» Directions:
Every record must appear in the response exactly as given.

» The data:

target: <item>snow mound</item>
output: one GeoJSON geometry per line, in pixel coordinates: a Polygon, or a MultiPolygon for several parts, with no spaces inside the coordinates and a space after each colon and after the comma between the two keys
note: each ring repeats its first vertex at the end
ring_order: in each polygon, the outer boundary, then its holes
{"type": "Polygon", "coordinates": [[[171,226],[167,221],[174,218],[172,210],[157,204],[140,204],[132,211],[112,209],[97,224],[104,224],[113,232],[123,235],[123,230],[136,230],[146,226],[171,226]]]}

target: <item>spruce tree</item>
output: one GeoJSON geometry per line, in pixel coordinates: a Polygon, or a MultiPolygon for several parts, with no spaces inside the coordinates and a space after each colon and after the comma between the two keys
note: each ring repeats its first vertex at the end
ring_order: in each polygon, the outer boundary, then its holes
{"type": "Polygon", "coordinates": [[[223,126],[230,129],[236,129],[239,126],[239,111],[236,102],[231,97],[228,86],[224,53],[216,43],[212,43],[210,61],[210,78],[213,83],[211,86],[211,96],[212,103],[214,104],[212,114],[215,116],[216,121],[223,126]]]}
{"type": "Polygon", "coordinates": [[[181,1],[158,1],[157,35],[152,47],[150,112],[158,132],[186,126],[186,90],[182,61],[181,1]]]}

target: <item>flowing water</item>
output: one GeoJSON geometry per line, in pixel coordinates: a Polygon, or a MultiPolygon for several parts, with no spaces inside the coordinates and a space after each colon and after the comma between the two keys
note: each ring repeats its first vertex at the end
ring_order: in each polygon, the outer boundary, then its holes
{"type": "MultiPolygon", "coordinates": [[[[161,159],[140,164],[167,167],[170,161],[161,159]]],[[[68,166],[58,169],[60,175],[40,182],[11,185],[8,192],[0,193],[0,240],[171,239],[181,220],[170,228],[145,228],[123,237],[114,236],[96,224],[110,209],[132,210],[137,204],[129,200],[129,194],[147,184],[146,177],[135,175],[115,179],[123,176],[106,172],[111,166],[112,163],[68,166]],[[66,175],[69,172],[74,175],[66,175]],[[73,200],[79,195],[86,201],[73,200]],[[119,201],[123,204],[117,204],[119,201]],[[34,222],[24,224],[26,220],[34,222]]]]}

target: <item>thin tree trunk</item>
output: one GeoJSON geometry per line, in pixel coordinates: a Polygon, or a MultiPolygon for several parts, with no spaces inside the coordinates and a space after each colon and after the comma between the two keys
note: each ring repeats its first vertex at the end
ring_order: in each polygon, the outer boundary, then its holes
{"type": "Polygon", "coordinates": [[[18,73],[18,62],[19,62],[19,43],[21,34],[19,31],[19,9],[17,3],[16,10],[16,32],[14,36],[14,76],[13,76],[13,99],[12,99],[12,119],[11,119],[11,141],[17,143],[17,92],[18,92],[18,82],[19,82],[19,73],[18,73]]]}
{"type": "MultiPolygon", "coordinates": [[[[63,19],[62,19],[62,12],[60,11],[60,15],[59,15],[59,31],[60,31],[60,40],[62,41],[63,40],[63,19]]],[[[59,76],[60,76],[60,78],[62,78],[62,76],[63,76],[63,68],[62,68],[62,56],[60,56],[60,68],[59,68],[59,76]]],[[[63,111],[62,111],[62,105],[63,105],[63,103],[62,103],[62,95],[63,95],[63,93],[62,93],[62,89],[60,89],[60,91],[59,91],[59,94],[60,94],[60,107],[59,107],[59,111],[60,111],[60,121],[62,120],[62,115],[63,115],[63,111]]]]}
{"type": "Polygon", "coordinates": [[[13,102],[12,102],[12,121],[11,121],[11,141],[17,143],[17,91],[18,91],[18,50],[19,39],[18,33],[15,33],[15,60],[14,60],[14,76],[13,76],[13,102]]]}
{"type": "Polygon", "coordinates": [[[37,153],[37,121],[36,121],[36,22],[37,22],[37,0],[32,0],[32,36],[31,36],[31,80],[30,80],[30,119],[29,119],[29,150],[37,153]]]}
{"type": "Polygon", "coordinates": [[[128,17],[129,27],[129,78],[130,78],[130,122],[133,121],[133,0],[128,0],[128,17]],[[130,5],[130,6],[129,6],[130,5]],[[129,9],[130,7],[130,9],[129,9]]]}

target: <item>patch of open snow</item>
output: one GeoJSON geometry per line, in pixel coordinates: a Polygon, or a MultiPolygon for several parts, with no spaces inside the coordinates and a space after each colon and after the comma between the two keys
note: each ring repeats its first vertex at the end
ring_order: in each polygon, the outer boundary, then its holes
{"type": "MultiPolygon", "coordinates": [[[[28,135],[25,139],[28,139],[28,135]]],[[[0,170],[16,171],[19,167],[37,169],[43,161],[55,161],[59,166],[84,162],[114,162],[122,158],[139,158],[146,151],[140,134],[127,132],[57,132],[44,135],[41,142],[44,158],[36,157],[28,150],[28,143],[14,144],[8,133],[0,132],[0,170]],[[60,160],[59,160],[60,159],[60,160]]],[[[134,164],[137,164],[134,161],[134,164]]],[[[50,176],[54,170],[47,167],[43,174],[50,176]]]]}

» Task answer:
target: <item>snow mound</item>
output: one GeoJSON geometry per line, in pixel coordinates: a Polygon, or a MultiPolygon for several parts, with no spaces inside the coordinates and a space after each colon and after the comma between the two keys
note: each ring repeats its first vertex at the end
ring_order: in each polygon, the outer boundary, then its holes
{"type": "Polygon", "coordinates": [[[171,226],[167,221],[174,218],[172,210],[157,204],[140,204],[132,211],[112,209],[97,224],[104,224],[113,232],[123,235],[123,230],[136,230],[146,226],[171,226]]]}

target: <item>spruce tree</item>
output: one GeoJSON geometry per line, in pixel coordinates: a Polygon, or a MultiPolygon for several parts, with no spaces inside the coordinates and a space after each colon and after the comma between the two keys
note: each ring repeats its first vertex at the end
ring_order: in each polygon, the outer boundary, then its holes
{"type": "Polygon", "coordinates": [[[223,126],[230,129],[236,129],[239,126],[239,111],[236,102],[231,97],[228,86],[224,53],[216,43],[212,43],[210,61],[210,78],[213,83],[211,86],[211,96],[212,103],[214,104],[212,114],[215,116],[216,121],[223,126]]]}
{"type": "Polygon", "coordinates": [[[181,1],[158,1],[157,35],[152,47],[150,112],[158,132],[186,126],[186,90],[182,61],[181,1]]]}

target: <item>flowing water</item>
output: one GeoJSON geometry per line, in pixel coordinates: a Polygon, or a MultiPolygon for several parts, with no spaces inside the coordinates and a space after each colon and after the comma between the two keys
note: each ring repeats its first vertex at the end
ring_order: in each polygon, the outer boundary, then its holes
{"type": "MultiPolygon", "coordinates": [[[[161,159],[140,164],[167,167],[170,161],[161,159]]],[[[68,166],[58,169],[60,175],[40,182],[11,185],[8,192],[0,193],[0,240],[171,239],[181,220],[170,228],[145,228],[123,237],[114,236],[96,224],[110,209],[132,210],[137,204],[129,200],[129,194],[147,184],[146,177],[135,175],[115,179],[123,176],[106,172],[111,166],[112,163],[68,166]],[[66,175],[69,172],[74,175],[66,175]],[[73,200],[79,195],[86,201],[73,200]],[[119,201],[123,204],[117,204],[119,201]],[[34,222],[24,224],[26,220],[34,222]]]]}

target: <item>thin tree trunk</item>
output: one GeoJSON geometry per line, in pixel coordinates: a Polygon, or a MultiPolygon for several parts, with no spaces inside the coordinates and a space after each colon and after the comma between the two keys
note: each ring repeats its first vertex at the end
ring_order: in each polygon, the outer boundary, then its holes
{"type": "Polygon", "coordinates": [[[18,73],[18,62],[19,62],[19,43],[21,34],[19,31],[19,9],[17,3],[16,10],[16,32],[14,36],[14,76],[13,76],[13,99],[12,99],[12,119],[11,119],[11,141],[17,143],[17,92],[18,92],[18,82],[19,82],[19,73],[18,73]]]}
{"type": "MultiPolygon", "coordinates": [[[[63,19],[62,19],[62,12],[60,11],[60,15],[59,15],[59,31],[60,31],[60,40],[62,41],[63,40],[63,19]]],[[[59,76],[60,76],[60,78],[62,78],[62,76],[63,76],[63,68],[62,68],[62,56],[60,56],[60,68],[59,68],[59,76]]],[[[63,111],[62,111],[62,105],[63,105],[63,103],[62,103],[62,95],[63,95],[63,93],[62,93],[62,89],[60,89],[60,91],[59,91],[59,94],[60,94],[60,107],[59,107],[59,111],[60,111],[60,121],[62,120],[62,115],[63,115],[63,111]]]]}
{"type": "Polygon", "coordinates": [[[13,102],[12,102],[12,121],[11,121],[11,141],[17,143],[17,91],[18,91],[18,50],[19,39],[18,33],[15,33],[15,60],[14,60],[14,76],[13,76],[13,102]]]}
{"type": "Polygon", "coordinates": [[[37,153],[37,121],[36,121],[36,22],[37,22],[37,0],[32,0],[32,36],[31,36],[31,80],[30,80],[30,119],[29,119],[29,150],[37,153]]]}
{"type": "Polygon", "coordinates": [[[128,17],[129,27],[129,78],[130,78],[130,122],[133,121],[133,0],[128,0],[128,17]],[[130,5],[130,6],[129,6],[130,5]],[[129,9],[130,7],[130,9],[129,9]]]}

target: <item>patch of open snow</item>
output: one GeoJSON geometry per line, in pixel coordinates: a Polygon, or a MultiPolygon for several parts, with no spaces inside the coordinates and a space after each colon and after the comma between the two keys
note: each ring repeats its first vertex at the end
ring_order: in each polygon, the outer boundary, then its holes
{"type": "MultiPolygon", "coordinates": [[[[28,135],[25,139],[28,139],[28,135]]],[[[0,170],[16,171],[19,167],[37,169],[43,161],[55,161],[59,166],[84,162],[114,162],[122,158],[139,158],[146,151],[140,134],[127,132],[57,132],[44,135],[41,142],[44,158],[36,157],[28,150],[28,143],[14,144],[8,133],[0,132],[0,170]],[[60,160],[59,160],[60,159],[60,160]]],[[[134,164],[137,164],[134,161],[134,164]]],[[[50,176],[54,170],[47,167],[43,174],[50,176]]]]}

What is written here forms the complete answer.